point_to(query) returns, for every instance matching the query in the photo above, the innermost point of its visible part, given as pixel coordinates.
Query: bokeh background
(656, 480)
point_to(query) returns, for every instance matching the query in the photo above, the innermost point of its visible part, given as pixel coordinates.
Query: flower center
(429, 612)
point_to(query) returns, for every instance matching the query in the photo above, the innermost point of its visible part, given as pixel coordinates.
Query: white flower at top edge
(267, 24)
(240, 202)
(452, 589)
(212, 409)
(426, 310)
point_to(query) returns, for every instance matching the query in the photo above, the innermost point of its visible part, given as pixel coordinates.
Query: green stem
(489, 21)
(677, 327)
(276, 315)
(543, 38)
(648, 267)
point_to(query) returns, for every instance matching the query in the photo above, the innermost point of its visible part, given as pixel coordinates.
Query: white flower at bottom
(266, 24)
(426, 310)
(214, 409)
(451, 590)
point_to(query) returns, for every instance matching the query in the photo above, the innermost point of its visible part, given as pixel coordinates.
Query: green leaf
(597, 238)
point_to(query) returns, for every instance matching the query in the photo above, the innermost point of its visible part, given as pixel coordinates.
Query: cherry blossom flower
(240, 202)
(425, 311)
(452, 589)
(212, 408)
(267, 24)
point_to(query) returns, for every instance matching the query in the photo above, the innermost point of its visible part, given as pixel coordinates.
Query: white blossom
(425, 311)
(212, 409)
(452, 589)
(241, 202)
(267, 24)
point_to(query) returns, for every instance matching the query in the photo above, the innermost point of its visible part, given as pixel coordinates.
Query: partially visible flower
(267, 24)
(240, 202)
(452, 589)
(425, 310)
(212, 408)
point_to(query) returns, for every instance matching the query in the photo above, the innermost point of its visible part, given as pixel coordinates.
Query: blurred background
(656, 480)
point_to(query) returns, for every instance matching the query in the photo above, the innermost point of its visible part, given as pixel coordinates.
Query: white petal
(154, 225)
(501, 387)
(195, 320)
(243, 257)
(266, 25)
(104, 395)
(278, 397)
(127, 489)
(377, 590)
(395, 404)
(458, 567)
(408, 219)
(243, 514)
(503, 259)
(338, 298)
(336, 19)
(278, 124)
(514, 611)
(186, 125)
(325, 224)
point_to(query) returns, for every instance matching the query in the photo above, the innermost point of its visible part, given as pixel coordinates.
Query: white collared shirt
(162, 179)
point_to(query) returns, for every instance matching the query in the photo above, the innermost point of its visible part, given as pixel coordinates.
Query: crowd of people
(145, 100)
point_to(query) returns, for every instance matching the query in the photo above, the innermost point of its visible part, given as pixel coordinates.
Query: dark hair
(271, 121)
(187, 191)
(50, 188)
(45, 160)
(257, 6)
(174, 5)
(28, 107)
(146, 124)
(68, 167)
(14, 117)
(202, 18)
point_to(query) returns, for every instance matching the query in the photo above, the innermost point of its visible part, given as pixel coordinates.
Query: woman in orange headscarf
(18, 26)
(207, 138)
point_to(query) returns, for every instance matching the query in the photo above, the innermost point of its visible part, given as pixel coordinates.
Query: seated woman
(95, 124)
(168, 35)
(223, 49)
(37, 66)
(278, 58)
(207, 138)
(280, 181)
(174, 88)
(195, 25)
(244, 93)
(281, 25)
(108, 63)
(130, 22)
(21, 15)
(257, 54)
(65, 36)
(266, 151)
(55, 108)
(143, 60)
··········
◆ What is expected
Give back every line of the material, exactly as written.

◆ Output for this exercise
point_to(query) returns, for every instance matching the query in the photo above, the innermost point of its visible part, given as pixel coordinates.
Query: bokeh background
(656, 480)
point_to(query) returns, for every instance matching the query in the photo above, the innermost point of its visible part, given as pixel coordinates.
Query: flower center
(429, 612)
point_to(query) returns, for every instance matching the query in the photo above, the innermost point of its visible part, given as pixel coordinates.
Query: white flower at top edge
(267, 24)
(240, 202)
(452, 589)
(212, 409)
(426, 310)
point_to(query) returns, for every instance matching the query in the photo above, the innermost point of its visible part, given as pixel coordinates.
Query: green stem
(489, 21)
(677, 327)
(276, 315)
(543, 38)
(648, 267)
point_to(query) returns, for every instance matching the query in the photo above, the innermost point of its visible part, given as pixel coordinates.
Query: white flower at bottom
(266, 24)
(426, 310)
(214, 409)
(451, 590)
point_to(query) returns, for every instance matching the query in the photo above, the innermost point of its visible part, given as pixel coordinates.
Query: green leaf
(597, 238)
point_to(query) returns, for every instance matching the query in the photo above, the innermost point of its visible part, given as pixel coordinates.
Query: cherry blossom flower
(240, 202)
(425, 311)
(452, 589)
(212, 408)
(267, 24)
point_to(query) returns, for every instance matching the query in the photo above, the innermost point of its visible part, given as pixel coordinates.
Query: white blossom
(425, 311)
(212, 409)
(452, 589)
(241, 202)
(267, 24)
point_to(query) returns, for every instance matching the query in the photo above, the innermost point of its visible part, given as pixel coordinates.
Query: partially visible flower
(267, 24)
(240, 202)
(452, 589)
(425, 310)
(212, 408)
point_to(query) returns, for every instance matching the query in the photo above, the innermost point of its visible part, given as pixel coordinates.
Query: blurred background
(656, 480)
point_to(query) returns, for every instance matching the query in the photo above, the innermost point of its visible part, given as pixel coordinates.
Query: white petal
(154, 225)
(501, 387)
(195, 320)
(243, 257)
(266, 25)
(104, 395)
(278, 397)
(127, 489)
(377, 590)
(395, 404)
(458, 567)
(408, 219)
(243, 514)
(503, 259)
(338, 298)
(336, 19)
(278, 124)
(514, 611)
(186, 125)
(325, 224)
point_to(query) returns, for every instance matching the query in the photo above, the innermost point of its visible part, given as pixel coordinates.
Query: white collared shirt
(162, 179)
point_to(query) returns, for every instance matching the query in the photo above, the innermost point of its visible part, given as pixel coordinates.
Query: crowd of people
(145, 100)
point_to(query) returns, for every instance matching the query in the photo above, the innermost point of its visible part, given as pixel coordinates.
Query: dark hair
(271, 121)
(187, 191)
(50, 188)
(45, 160)
(257, 6)
(174, 5)
(28, 107)
(146, 124)
(68, 167)
(14, 117)
(202, 18)
point_to(query) returns, for every instance matching the query in the photo above, the innermost point of its visible part, given as pixel coordinates.
Query: woman in orange headscarf
(18, 26)
(207, 138)
point_to(query) returns, for every instance matching the query in the photo above, the innermost point of its visible part, given as pixel coordinates.
Query: seated woman
(95, 124)
(168, 35)
(223, 49)
(37, 66)
(278, 58)
(207, 138)
(280, 181)
(174, 88)
(195, 25)
(244, 93)
(281, 25)
(108, 63)
(130, 22)
(21, 15)
(257, 54)
(65, 36)
(266, 151)
(55, 108)
(143, 60)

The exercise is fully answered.